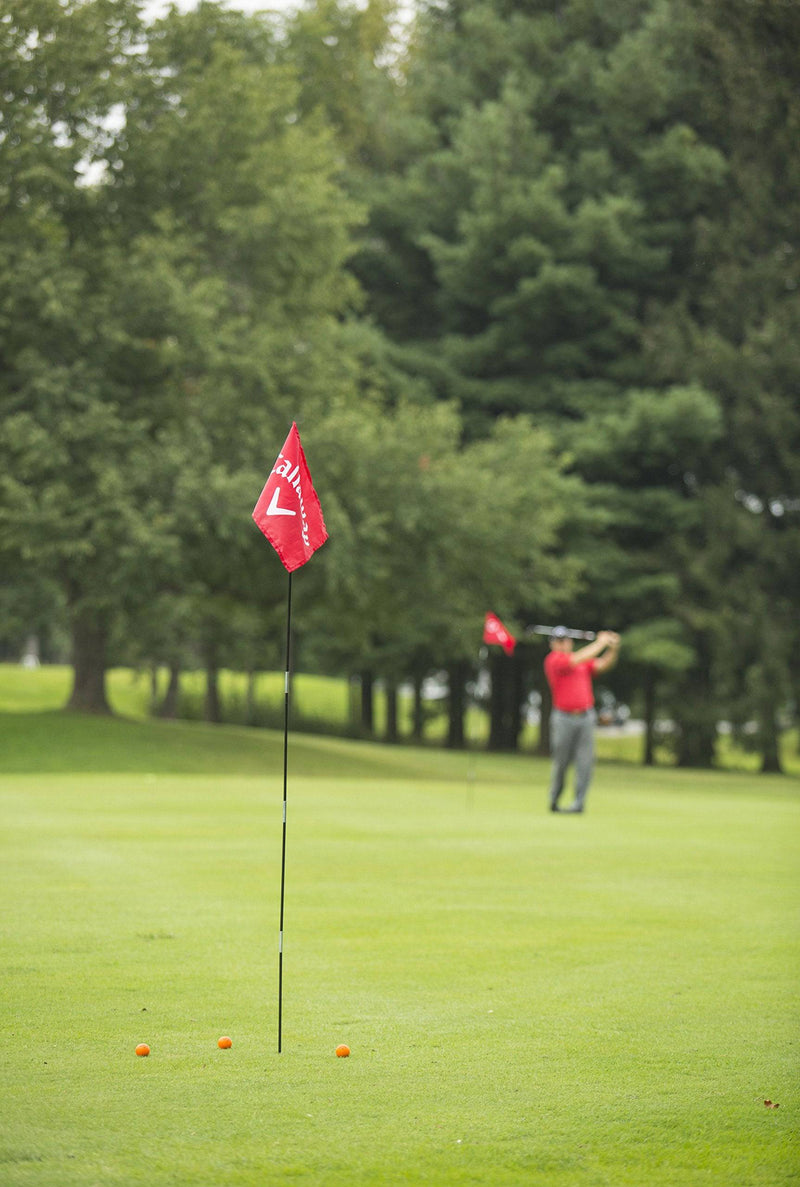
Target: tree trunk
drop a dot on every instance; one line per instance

--------

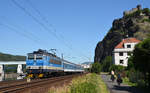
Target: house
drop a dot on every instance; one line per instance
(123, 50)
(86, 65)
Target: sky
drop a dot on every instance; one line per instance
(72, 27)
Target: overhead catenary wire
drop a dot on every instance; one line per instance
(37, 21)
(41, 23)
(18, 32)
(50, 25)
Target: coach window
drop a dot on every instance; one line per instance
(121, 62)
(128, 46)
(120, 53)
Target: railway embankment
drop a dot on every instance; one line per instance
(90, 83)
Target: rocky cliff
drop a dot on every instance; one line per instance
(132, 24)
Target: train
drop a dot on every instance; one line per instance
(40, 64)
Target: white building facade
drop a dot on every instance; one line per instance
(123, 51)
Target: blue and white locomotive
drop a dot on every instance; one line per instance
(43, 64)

--------

**TASK OBJECTIVE**
Look over the records above and filter for each line with the word "Target".

**RESULT**
Target: tree trunk
Target: house
Target: sky
Target: overhead catenary wire
Target: coach window
Target: railway embankment
Target: rocky cliff
Target: train
Target: white building facade
Target: blue and white locomotive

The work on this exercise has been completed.